--- BEGIN Material shown ---

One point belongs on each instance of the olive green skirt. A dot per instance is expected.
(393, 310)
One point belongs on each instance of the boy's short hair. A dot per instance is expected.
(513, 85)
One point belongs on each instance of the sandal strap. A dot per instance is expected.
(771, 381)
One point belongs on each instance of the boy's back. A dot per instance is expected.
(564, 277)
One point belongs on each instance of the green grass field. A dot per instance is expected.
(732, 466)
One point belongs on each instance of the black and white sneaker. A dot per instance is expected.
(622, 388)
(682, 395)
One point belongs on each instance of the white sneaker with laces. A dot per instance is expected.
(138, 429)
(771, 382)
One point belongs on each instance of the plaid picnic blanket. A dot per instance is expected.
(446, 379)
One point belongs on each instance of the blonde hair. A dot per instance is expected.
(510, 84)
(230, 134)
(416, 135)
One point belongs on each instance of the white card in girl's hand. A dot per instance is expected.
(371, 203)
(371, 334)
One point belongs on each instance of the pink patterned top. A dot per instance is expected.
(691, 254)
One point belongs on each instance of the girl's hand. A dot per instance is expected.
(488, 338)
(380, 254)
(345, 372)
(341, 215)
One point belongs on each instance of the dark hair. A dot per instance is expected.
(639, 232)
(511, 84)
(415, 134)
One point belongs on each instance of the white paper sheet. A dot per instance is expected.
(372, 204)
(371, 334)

--- END Material shown ---
--- BEGIN Material shown ---

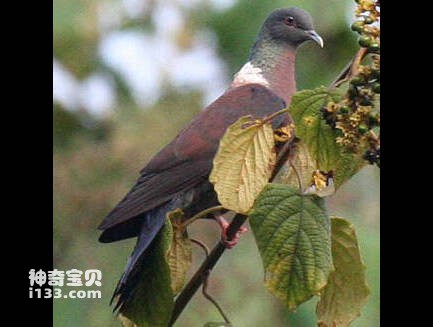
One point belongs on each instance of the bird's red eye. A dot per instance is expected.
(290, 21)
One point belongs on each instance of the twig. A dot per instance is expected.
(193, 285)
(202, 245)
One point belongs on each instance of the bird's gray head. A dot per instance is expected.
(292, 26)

--- END Material shown ---

## The task
Pull out every line of the material above that contains the string "green", matching case exactly.

## Solution
One point belongs on each instance of the olive green skirt. A dot per instance is expected.
One point belongs on each instance of the green grass field. A dot per instance is expected.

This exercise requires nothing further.